◆ **What the task asks**
Write out the data once more, exactly as it reads.

(Point-per-instance localization data)
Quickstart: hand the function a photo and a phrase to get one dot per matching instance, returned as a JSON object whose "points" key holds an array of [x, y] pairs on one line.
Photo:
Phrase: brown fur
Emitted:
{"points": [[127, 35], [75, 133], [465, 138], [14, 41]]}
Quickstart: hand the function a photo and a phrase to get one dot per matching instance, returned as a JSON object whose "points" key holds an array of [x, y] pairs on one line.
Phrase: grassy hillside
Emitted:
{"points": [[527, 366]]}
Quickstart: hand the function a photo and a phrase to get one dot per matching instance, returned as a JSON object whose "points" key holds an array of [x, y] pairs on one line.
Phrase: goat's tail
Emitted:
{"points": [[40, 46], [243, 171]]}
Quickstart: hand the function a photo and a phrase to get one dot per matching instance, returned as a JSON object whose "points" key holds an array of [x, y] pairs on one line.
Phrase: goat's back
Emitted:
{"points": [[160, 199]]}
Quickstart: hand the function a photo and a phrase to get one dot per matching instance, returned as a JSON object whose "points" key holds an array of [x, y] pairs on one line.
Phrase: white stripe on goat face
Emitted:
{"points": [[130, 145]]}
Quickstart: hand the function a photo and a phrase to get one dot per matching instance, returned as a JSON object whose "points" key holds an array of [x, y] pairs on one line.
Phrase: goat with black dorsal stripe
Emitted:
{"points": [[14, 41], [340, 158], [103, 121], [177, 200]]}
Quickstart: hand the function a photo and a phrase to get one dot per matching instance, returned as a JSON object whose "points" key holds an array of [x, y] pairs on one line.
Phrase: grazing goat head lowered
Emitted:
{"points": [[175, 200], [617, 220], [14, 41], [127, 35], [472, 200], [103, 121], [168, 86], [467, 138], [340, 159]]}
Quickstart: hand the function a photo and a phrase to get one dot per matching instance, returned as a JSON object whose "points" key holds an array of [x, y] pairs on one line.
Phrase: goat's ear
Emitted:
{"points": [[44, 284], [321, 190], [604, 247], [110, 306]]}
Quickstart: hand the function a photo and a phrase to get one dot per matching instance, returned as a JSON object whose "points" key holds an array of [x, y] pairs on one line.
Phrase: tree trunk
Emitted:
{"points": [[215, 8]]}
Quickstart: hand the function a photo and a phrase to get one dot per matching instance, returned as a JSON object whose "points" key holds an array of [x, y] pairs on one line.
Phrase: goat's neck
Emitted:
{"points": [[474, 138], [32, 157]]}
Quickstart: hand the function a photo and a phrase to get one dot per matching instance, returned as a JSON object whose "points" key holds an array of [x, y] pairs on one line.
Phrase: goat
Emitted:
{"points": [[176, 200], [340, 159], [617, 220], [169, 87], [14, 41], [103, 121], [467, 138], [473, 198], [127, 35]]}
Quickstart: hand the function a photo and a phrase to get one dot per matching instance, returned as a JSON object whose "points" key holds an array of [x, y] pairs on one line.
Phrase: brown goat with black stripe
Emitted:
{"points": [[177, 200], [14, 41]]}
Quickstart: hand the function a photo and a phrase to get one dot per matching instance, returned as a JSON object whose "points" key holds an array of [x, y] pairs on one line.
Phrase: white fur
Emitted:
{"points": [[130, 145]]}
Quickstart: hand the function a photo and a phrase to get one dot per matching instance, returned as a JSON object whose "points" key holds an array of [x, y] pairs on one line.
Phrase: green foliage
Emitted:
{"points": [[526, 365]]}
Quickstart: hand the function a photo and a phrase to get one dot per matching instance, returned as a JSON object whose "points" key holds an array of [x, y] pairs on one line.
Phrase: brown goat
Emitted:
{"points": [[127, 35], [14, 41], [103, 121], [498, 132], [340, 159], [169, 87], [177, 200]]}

◆ **Answer section**
Quickstart: hand the function a photo and a phrase to get one dot per matching instance, returned as a JSON object whose "points" key holds an array of [x, y] pairs on one line.
Photo:
Phrase: brown fur
Emitted:
{"points": [[127, 35], [75, 133], [465, 138], [14, 41]]}
Quickstart: hand the function a photo and a phrase to get one dot per matching instance, returned as a JSON object whose "points" key holds an array of [x, y] pairs on one line.
Phrase: grassy hillside
Emitted:
{"points": [[527, 366]]}
Quickstart: hand the function a photo and a phrase to get one dot per matching instance, returned as a JSON object whose "points" key holds an array of [x, y] pairs on one line.
Phrase: goat's tail
Emitted:
{"points": [[40, 46], [243, 171]]}
Quickstart: hand the function a photo and a phrase to get one dot per matching instance, returned as a JSON object whose "points" key holds an array of [x, y] pairs on one line.
Phrase: goat's back
Emitted:
{"points": [[160, 199]]}
Quickstart: hand the function a photo and a phrase to get one dot per matching instance, returned as a JSON object whose "points" key holds an array of [x, y] pairs on one line.
Phrase: white stripe on goat face
Emitted:
{"points": [[130, 145]]}
Quickstart: hand the function a photo and a phrase to get one dot per matching instance, returned as a JSON object whose "points" key holds an array of [x, y] pairs on one line.
Phrase: goat with black dorsal stripe
Emitted:
{"points": [[14, 41], [340, 158], [103, 121], [177, 200]]}
Quickstart: hand the function a photo and a phrase to get one dot per matching instance, returned as a JSON object whose "points" key holds an array of [x, y] pairs on one line.
Phrase: grazing goat head lowered
Emitted:
{"points": [[175, 200], [617, 220], [14, 41], [127, 35], [472, 200], [103, 121], [168, 86], [467, 138], [340, 159]]}
Quickstart: hand the function a photo and a phrase to get one dot per matching instance, returned as a JSON object whose "points" key holds an array of [x, y] pairs on one line.
Phrase: goat's ear
Emitted:
{"points": [[44, 284], [321, 190], [604, 247], [110, 306]]}
Quickstart: hand the function a photo and a phrase to get one dot per matching instance, returned as a JSON object whose "points" key holds an array of [x, y] pairs on one line.
Phrase: tree trunk
Emitted:
{"points": [[215, 8]]}
Quickstart: hand the function a photo and a phrase to get one dot per matching instance, returned as a JSON object whose "points" key holds an array of [x, y] pairs on one line.
Phrase: goat's neck
Emitted:
{"points": [[474, 138], [32, 157]]}
Quickstart: hand the function a photo and a phrase to get one dot per matching instance, returned as a JSON object whose "points" key holds an array of [x, y] pairs on one line.
Phrase: goat
Emitted:
{"points": [[176, 200], [340, 159], [617, 220], [169, 87], [14, 41], [103, 121], [467, 138], [473, 198], [127, 35]]}
Quickstart: hand the function a photo and a phrase to get one dot per matching instance, returned as a JSON object whose "points" key holds an array of [x, y] pairs on one line.
Phrase: brown goat with black stripe
Emitted:
{"points": [[177, 200], [14, 41]]}
Quickstart: hand the function a photo and a phrase to get one dot per matching instance, returned as a JSON object whose "points" key holds an array of [x, y] pairs on one line.
Phrase: white fur
Emitted:
{"points": [[130, 145]]}
Quickstart: hand the function a photo and a phrase to get one dot per matching instance, returned as a JSON object whose "points" key holds an array of [x, y] pairs on one line.
Phrase: green foliage
Emitted:
{"points": [[526, 365]]}
Quickstart: hand the function a photo and a phrase to get one dot per matching instance, returned as a JSON object whose "points" key holds an array of [x, y] pairs on one line.
Phrase: brown goat
Emitted:
{"points": [[127, 35], [14, 41], [103, 121], [498, 132], [340, 159], [169, 87], [177, 200]]}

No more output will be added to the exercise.